- **TEXT PROVIDED**
** BEGIN **

What I’m going to say is radical, too. I, too, am a Daughter of God. Jesus said that if I abide in the vine, and if the vine is the Son and I’m a branch, then I must be the same as the vine.
Now I can back that up. Read John 17. In that chapter Jesus says: “Make them one, Father, even as you and I are one.” [This is John 17: 20-21] So it must be that I’m a Daughter of God, in the same power. Jesus said, “Even greater works will you do.”
Nowadays, we don’t believe that we are Children of God. We don’t believe, as early Friends did, that we are Sons and Daughters of the Light. That’s why George Bush is in office, because we don’t believe who we are. If we believed who we are, we would make some radical changes, just as the early Friends did.
Do you believe that you are a Child of the Light? You don’t act like you do. You let people rock you. Nobody can rock me, because I know who I am. You get upset when somebody says something that you don’t like. If you really know who you are, you can stand up to anybody. If someone says something that’s offensive to me, I bow to the God in them. I’m not going to get mad, because I know who I am.
Now that kind of belief doesn’t just fall down on you like manna from heaven. To really know that you are a Child of the Light, you have to work at it. You have to read the holy texts. You need to fast. You need to pray. You need to get still. You may want to go out and liberate and save the world, but you are not going to be able to do it on your own. You are not going to do it with intellectual or physical strength; you can only do it spiritually. And if you are not taking time to nurture yourself spiritually, you will not be able to do the work that God is calling you to do. You must be grounded.

** END **

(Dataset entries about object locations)
** BEGIN **

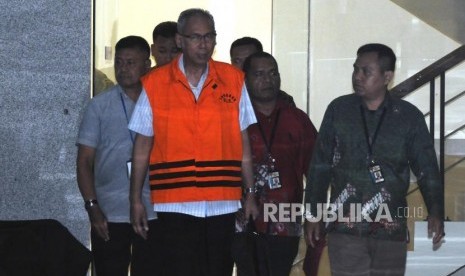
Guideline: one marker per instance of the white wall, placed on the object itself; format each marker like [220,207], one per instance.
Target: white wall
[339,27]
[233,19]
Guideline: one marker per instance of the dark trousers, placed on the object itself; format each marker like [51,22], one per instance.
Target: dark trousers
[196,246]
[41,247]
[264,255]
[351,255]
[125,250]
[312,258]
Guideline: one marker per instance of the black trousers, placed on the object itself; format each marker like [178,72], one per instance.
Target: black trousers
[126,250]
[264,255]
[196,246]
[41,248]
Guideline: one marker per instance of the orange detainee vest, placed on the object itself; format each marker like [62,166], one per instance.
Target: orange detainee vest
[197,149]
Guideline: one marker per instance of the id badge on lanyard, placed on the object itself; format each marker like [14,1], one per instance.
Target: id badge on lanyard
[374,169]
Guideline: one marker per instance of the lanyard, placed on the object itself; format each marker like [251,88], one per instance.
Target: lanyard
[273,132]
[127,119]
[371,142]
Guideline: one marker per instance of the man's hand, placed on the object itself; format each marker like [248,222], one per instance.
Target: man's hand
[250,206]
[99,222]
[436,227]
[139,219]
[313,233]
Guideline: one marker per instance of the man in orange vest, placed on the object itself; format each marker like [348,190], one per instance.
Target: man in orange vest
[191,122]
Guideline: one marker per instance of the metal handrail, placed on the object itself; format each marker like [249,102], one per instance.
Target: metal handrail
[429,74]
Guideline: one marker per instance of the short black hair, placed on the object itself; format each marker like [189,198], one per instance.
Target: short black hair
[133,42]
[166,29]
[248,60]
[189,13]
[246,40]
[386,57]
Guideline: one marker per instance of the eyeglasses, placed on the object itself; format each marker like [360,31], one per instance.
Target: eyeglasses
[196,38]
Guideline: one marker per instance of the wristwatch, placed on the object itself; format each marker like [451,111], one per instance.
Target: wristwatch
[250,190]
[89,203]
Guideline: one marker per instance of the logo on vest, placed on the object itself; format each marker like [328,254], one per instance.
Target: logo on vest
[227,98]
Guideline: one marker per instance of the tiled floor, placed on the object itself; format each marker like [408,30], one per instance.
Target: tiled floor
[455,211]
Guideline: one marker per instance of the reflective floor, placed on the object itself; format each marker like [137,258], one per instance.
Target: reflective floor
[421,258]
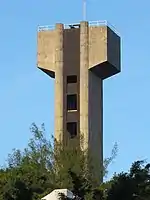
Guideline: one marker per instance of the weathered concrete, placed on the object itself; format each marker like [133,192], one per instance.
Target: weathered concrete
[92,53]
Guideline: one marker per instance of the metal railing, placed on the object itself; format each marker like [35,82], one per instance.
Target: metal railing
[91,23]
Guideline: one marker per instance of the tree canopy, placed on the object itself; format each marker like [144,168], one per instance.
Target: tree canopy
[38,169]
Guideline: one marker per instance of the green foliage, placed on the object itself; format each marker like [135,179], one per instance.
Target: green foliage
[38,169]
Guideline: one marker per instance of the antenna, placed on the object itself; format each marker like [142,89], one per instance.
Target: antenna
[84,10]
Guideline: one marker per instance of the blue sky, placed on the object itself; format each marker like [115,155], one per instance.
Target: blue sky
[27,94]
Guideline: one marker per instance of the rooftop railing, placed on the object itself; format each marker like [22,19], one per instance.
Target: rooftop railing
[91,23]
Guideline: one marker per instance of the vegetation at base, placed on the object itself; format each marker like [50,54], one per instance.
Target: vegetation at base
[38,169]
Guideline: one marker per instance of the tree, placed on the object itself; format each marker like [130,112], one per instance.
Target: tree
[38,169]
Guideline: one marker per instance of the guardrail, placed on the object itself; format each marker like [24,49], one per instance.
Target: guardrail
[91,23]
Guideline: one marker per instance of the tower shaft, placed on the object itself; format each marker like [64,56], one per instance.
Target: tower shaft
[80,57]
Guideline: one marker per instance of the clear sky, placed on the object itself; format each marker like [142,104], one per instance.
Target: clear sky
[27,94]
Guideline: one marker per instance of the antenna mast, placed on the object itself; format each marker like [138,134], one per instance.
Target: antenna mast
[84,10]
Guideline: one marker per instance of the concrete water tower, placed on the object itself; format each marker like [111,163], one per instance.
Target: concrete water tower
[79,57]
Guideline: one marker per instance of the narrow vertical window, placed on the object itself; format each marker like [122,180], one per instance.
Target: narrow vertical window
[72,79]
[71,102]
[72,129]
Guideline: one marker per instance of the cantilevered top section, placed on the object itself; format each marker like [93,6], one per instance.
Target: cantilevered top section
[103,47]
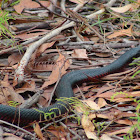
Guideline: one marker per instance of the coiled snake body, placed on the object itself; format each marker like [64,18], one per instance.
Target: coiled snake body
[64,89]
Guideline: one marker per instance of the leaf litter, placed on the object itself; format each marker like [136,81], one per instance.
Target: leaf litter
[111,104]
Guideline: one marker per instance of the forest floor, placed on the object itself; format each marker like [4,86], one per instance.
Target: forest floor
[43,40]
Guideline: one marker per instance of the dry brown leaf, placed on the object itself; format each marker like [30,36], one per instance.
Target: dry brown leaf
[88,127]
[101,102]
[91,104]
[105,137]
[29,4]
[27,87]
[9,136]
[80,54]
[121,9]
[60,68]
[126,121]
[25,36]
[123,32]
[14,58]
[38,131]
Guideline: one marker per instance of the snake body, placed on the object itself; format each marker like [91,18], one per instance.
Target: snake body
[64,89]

** END **

- **EXERCISE TASK 1**
Rewrite the paragraph of the talk on being Children of the Light that begins "Now that kind of belief" as a short list, keeping its main facts.
- **EXERCISE TASK 2**
Please write a continuation of the talk on being Children of the Light, picking up after its final sentence, "You must be grounded."

- **RESULT 1**
- Knowing you are a Child of the Light does not fall on you like manna from heaven; you have to work at it.
- That work means reading the holy texts, fasting, praying, and getting still.
- You cannot liberate and save the world on your own or with intellectual or physical strength, only spiritually.
- If you do not take time to nurture yourself spiritually, you will not be able to do the work God is calling you to do.
- You must be grounded.

- **RESULT 2**
The Bible is the Christian’s roadmap, the holy text. I read the Bible faithfully every day. There are other books that I read, as well. The man I fell in love with is a Muslim, so I also read the Koran. I read the teachings of the Tao and the teachings of Buddha. I read holy texts, but for me the Bible is first and foremost because of the way I was brought up.
God, this Divine Force, this Spirit, is so powerful. And it wants to work in us just like it worked in the early Friends. We have work to do. This is your time, your season. This 21st century is yours. This is your holy pilgrimage. We are people that are gathered. God wants to use you in a way that you have never been used before. All you’ve got to do is believe who you are.
God almighty is the gardener. God is fertilizing your soul, and sometimes God will break you down and tell you you’ve got to be pruned. Maybe you haven’t been pruned yet, but I have. I was working on a job not too long ago, and I heard that in maybe six months, it would be time for me to go. It was time for me to move on, but I didn’t want to leave. Finally something happened so I had to move, and I got mad at God. For three months, I didn’t answer the telephone or go out of the house. God was pruning me. He was putting fertilizer on my soul. God was doing something within me because God had new work for me.
You see, our main purpose as branches is to bear fruit. And God said, “It’s time for you to bear some fruit.” And out of that stillness, God called me to my soul’s purpose. Some of us have not yet found out our soul’s purpose, the reason why we are here. Sometimes we’ve got to get still to understand what our soul’s purpose is.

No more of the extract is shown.